Problem
All lines below are to be transcribed exactly.

──────── Data excerpts ────────

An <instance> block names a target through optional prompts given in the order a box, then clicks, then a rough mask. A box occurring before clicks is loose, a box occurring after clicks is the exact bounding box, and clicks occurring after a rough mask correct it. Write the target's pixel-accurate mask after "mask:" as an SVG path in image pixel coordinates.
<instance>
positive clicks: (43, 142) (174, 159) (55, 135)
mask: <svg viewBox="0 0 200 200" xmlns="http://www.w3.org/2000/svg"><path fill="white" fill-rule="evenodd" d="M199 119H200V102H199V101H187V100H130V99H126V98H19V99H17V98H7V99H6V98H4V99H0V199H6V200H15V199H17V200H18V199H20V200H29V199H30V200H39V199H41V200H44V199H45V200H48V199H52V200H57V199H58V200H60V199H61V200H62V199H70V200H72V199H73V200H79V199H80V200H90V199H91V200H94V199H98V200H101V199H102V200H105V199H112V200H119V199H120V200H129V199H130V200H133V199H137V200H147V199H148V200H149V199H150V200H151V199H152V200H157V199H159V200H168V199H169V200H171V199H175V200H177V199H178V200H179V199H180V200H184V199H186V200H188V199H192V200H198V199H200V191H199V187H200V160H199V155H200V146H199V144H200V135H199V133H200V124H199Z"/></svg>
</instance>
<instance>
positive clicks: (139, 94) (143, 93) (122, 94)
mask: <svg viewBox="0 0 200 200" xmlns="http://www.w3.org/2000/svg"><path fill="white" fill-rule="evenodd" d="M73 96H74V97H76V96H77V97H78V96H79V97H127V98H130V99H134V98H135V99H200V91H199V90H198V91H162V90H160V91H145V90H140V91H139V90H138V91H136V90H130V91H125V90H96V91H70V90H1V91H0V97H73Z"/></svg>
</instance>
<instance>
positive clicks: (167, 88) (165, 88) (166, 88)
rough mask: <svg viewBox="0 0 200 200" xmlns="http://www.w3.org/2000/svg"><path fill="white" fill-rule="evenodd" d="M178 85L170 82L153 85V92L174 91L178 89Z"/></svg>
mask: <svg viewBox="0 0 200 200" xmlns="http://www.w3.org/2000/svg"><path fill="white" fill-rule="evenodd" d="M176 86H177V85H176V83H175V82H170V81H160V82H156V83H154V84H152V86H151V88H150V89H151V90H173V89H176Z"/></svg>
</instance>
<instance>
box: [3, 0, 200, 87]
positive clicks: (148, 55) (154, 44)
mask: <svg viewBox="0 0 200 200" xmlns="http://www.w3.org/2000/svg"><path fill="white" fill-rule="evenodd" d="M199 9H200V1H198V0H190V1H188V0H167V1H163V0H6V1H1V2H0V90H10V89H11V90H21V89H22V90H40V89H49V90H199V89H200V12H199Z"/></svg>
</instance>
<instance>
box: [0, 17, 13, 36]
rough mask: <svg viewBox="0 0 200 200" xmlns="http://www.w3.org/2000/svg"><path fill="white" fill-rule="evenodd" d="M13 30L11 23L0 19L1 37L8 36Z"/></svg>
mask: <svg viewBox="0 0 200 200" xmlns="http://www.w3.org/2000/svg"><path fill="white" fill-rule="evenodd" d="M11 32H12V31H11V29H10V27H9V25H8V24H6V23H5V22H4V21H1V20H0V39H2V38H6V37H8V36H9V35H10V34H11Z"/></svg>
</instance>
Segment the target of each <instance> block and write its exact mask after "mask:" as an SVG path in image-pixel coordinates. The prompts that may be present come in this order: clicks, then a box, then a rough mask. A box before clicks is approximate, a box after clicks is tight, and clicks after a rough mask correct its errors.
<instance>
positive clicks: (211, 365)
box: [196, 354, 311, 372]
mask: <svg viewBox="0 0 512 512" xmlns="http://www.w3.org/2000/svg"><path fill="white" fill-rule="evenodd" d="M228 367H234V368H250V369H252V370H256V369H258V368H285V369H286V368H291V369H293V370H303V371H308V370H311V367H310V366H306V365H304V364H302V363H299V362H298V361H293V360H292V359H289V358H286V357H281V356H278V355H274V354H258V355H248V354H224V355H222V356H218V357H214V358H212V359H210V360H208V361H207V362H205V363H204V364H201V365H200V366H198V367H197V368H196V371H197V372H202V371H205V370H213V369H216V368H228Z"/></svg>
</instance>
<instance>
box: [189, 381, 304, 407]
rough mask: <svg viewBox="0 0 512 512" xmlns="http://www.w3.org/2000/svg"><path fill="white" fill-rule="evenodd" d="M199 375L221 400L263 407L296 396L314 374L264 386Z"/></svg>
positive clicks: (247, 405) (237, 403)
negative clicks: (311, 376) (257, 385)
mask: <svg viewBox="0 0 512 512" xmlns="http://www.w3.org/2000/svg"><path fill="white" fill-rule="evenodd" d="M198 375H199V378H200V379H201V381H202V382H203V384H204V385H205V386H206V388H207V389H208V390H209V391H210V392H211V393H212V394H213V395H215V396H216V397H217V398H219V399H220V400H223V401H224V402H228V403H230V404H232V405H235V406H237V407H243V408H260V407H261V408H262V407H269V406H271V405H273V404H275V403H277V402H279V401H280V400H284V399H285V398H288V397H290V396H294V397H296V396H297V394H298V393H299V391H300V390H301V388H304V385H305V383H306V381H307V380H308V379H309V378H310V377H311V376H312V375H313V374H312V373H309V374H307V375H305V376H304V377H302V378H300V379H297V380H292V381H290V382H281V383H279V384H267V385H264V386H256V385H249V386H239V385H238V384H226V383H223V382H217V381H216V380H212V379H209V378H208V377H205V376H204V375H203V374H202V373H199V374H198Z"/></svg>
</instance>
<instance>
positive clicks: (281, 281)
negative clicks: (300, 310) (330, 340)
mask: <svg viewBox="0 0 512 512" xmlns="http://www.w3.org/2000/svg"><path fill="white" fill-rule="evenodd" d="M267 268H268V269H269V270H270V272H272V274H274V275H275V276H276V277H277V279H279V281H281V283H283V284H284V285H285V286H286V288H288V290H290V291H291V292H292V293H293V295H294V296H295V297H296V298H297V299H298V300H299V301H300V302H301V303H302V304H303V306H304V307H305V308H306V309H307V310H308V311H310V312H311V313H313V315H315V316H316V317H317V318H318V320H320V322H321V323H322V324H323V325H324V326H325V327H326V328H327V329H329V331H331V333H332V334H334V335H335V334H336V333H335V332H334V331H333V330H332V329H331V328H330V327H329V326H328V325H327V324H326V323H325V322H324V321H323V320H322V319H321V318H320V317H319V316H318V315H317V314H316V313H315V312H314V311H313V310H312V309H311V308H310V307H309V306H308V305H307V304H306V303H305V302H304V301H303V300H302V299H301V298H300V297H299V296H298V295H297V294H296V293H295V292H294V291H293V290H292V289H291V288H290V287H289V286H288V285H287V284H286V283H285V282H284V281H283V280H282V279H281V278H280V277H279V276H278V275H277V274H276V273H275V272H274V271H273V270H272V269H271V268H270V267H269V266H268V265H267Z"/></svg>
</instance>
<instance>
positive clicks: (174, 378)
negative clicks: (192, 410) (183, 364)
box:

────────

Task solution
An <instance> block names a target through optional prompts given in the order a box, then clicks, then a rough mask. A box occurring before clicks is loose, a box occurring after clicks is the exact bounding box, and clicks occurring after a rough mask correct it. Write the target's pixel-accurate mask after "mask:" as an SVG path in image pixel coordinates.
<instance>
positive clicks: (43, 142) (174, 159) (55, 135)
mask: <svg viewBox="0 0 200 200" xmlns="http://www.w3.org/2000/svg"><path fill="white" fill-rule="evenodd" d="M199 119H200V102H199V101H187V100H130V99H126V98H19V99H17V98H7V99H6V98H4V99H0V199H6V200H15V199H17V200H18V199H20V200H29V199H30V200H39V199H41V200H44V199H45V200H48V199H52V200H57V199H58V200H60V199H61V200H62V199H70V200H72V199H73V200H79V199H80V200H90V199H91V200H94V199H98V200H101V199H102V200H105V199H112V200H119V199H120V200H129V199H130V200H133V199H137V200H147V199H148V200H149V199H150V200H151V199H152V200H157V199H159V200H168V199H169V200H171V199H175V200H177V199H178V200H179V199H180V200H184V199H186V200H188V199H192V200H198V199H200V191H199V187H200V160H199V155H200V146H199V144H200V135H199V133H200V124H199Z"/></svg>
</instance>
<instance>
positive clicks: (139, 94) (143, 93) (122, 94)
mask: <svg viewBox="0 0 200 200" xmlns="http://www.w3.org/2000/svg"><path fill="white" fill-rule="evenodd" d="M73 96H74V97H76V96H77V97H78V96H79V97H127V98H130V99H134V98H135V99H200V91H199V90H198V91H162V90H160V91H145V90H140V91H139V90H138V91H136V90H130V91H125V90H96V91H70V90H1V91H0V97H73Z"/></svg>
</instance>
<instance>
positive clicks: (167, 88) (165, 88) (166, 88)
rough mask: <svg viewBox="0 0 200 200" xmlns="http://www.w3.org/2000/svg"><path fill="white" fill-rule="evenodd" d="M178 85L170 82L153 85V92L174 91L178 89Z"/></svg>
mask: <svg viewBox="0 0 200 200" xmlns="http://www.w3.org/2000/svg"><path fill="white" fill-rule="evenodd" d="M176 86H177V85H176V83H175V82H170V81H160V82H156V83H154V84H152V86H151V88H150V89H151V90H173V89H176Z"/></svg>
</instance>
<instance>
box: [3, 0, 200, 87]
positive clicks: (148, 55) (154, 44)
mask: <svg viewBox="0 0 200 200" xmlns="http://www.w3.org/2000/svg"><path fill="white" fill-rule="evenodd" d="M199 9H200V1H198V0H190V1H188V0H167V1H163V0H6V1H1V2H0V90H10V89H11V90H21V89H22V90H40V89H49V90H199V89H200V12H199Z"/></svg>
</instance>
<instance>
box: [0, 17, 13, 36]
rough mask: <svg viewBox="0 0 200 200" xmlns="http://www.w3.org/2000/svg"><path fill="white" fill-rule="evenodd" d="M13 30L11 23L0 19L1 37L8 36Z"/></svg>
mask: <svg viewBox="0 0 200 200" xmlns="http://www.w3.org/2000/svg"><path fill="white" fill-rule="evenodd" d="M11 32H12V31H11V29H10V27H9V25H8V24H6V23H5V22H4V21H1V20H0V39H2V38H6V37H8V36H9V35H10V34H11Z"/></svg>
</instance>
Segment the target of each <instance> block and write its exact mask after "mask:" as an SVG path in image-pixel coordinates. The prompts that may be present come in this order: clicks, then a box, then a rough mask. A box before clicks is approximate, a box after clicks is tight, and clicks after a rough mask correct its errors.
<instance>
positive clicks: (211, 365)
box: [196, 354, 311, 372]
mask: <svg viewBox="0 0 512 512" xmlns="http://www.w3.org/2000/svg"><path fill="white" fill-rule="evenodd" d="M228 367H234V368H250V369H252V370H256V369H258V368H285V369H286V368H291V369H293V370H303V371H308V370H311V367H310V366H306V365H304V364H302V363H299V362H298V361H293V360H292V359H289V358H286V357H281V356H278V355H274V354H258V355H248V354H224V355H222V356H218V357H214V358H212V359H210V360H208V361H207V362H205V363H204V364H201V365H200V366H198V367H197V368H196V371H197V372H202V371H205V370H213V369H216V368H228Z"/></svg>
</instance>
<instance>
box: [189, 381, 304, 407]
rough mask: <svg viewBox="0 0 512 512" xmlns="http://www.w3.org/2000/svg"><path fill="white" fill-rule="evenodd" d="M199 375L221 400L263 407L296 396L314 374L264 386Z"/></svg>
positive clicks: (247, 405) (237, 403)
negative clicks: (311, 376) (257, 385)
mask: <svg viewBox="0 0 512 512" xmlns="http://www.w3.org/2000/svg"><path fill="white" fill-rule="evenodd" d="M198 375H199V378H200V379H201V381H202V382H203V384H204V385H205V386H206V388H207V389H208V390H209V391H210V392H211V393H212V394H213V395H215V396H216V397H217V398H219V399H220V400H223V401H224V402H228V403H230V404H232V405H235V406H237V407H243V408H260V407H261V408H262V407H269V406H271V405H273V404H275V403H277V402H279V401H280V400H284V399H285V398H288V397H290V396H294V397H296V396H297V394H298V393H299V391H300V390H301V388H304V385H305V383H306V381H307V380H308V379H309V378H310V377H311V376H312V375H313V374H312V373H309V374H307V375H305V376H304V377H302V378H300V379H297V380H292V381H290V382H281V383H279V384H267V385H264V386H256V385H249V386H239V385H238V384H226V383H223V382H217V381H216V380H212V379H209V378H208V377H205V376H204V375H203V374H202V373H199V374H198Z"/></svg>
</instance>
<instance>
positive clicks: (281, 281)
negative clicks: (300, 310) (330, 340)
mask: <svg viewBox="0 0 512 512" xmlns="http://www.w3.org/2000/svg"><path fill="white" fill-rule="evenodd" d="M267 268H268V269H269V270H270V272H272V274H274V275H275V276H276V277H277V279H279V281H281V283H283V284H284V285H285V286H286V288H288V290H290V291H291V292H292V293H293V295H294V296H295V297H296V298H297V299H298V300H299V301H300V302H301V303H302V304H303V306H304V307H305V308H306V309H307V310H308V311H310V312H311V313H313V315H315V316H316V317H317V318H318V320H320V322H321V323H322V324H323V325H324V326H325V327H326V328H327V329H329V331H331V333H332V334H334V335H335V334H336V333H335V332H334V331H333V330H332V329H331V328H330V327H329V326H328V325H327V324H326V323H325V322H324V321H323V320H322V319H321V318H320V317H319V316H318V315H317V314H316V313H315V312H314V311H313V310H312V309H311V308H310V307H309V306H308V305H307V304H306V303H305V302H304V301H303V300H302V299H301V298H300V297H299V296H298V295H297V294H296V293H295V292H294V291H293V290H292V289H291V288H290V287H289V286H288V285H287V284H286V283H285V282H284V281H283V280H282V279H281V278H280V277H279V276H278V275H277V274H276V273H275V272H274V271H273V270H272V269H271V268H270V267H269V266H268V265H267Z"/></svg>
</instance>
<instance>
positive clicks: (174, 378)
negative clicks: (192, 410) (183, 364)
box:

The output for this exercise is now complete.